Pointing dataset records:
◇ ◇ ◇ ◇

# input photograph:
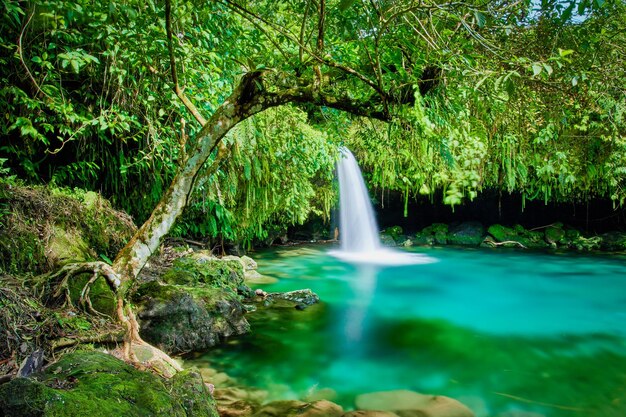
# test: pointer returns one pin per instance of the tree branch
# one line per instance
(170, 46)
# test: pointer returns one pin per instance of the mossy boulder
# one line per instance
(582, 243)
(555, 234)
(613, 241)
(387, 240)
(44, 228)
(511, 236)
(97, 384)
(467, 234)
(203, 268)
(437, 232)
(502, 233)
(394, 231)
(423, 239)
(180, 318)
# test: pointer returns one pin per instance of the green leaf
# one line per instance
(481, 19)
(345, 4)
(548, 69)
(536, 69)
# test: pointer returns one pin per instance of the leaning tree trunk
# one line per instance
(249, 98)
(132, 258)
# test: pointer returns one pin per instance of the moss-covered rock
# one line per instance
(512, 236)
(613, 241)
(502, 233)
(582, 243)
(394, 231)
(555, 234)
(203, 268)
(438, 232)
(180, 318)
(97, 384)
(467, 234)
(423, 239)
(44, 228)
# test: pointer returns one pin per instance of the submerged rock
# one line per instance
(97, 384)
(387, 240)
(298, 299)
(517, 235)
(404, 400)
(467, 233)
(438, 232)
(295, 408)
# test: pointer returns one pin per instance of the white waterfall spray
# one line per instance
(358, 231)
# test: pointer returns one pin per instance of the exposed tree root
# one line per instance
(97, 270)
(108, 337)
(134, 349)
(151, 357)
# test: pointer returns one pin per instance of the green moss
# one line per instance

◇ ◇ ◇ ◇

Can you rewrite the part of the records that opens with the line containing "# test: pointer returns one pin per instance of the exposed" and runs through the end of the records, keeping every line including the requests, but raising each coordinate in the answers by 102?

# test: pointer returns one pin per instance of the exposed tree root
# one line per instance
(199, 372)
(210, 439)
(236, 451)
(253, 459)
# test: pointer returns one pin per instance of the green moss
# one line per instance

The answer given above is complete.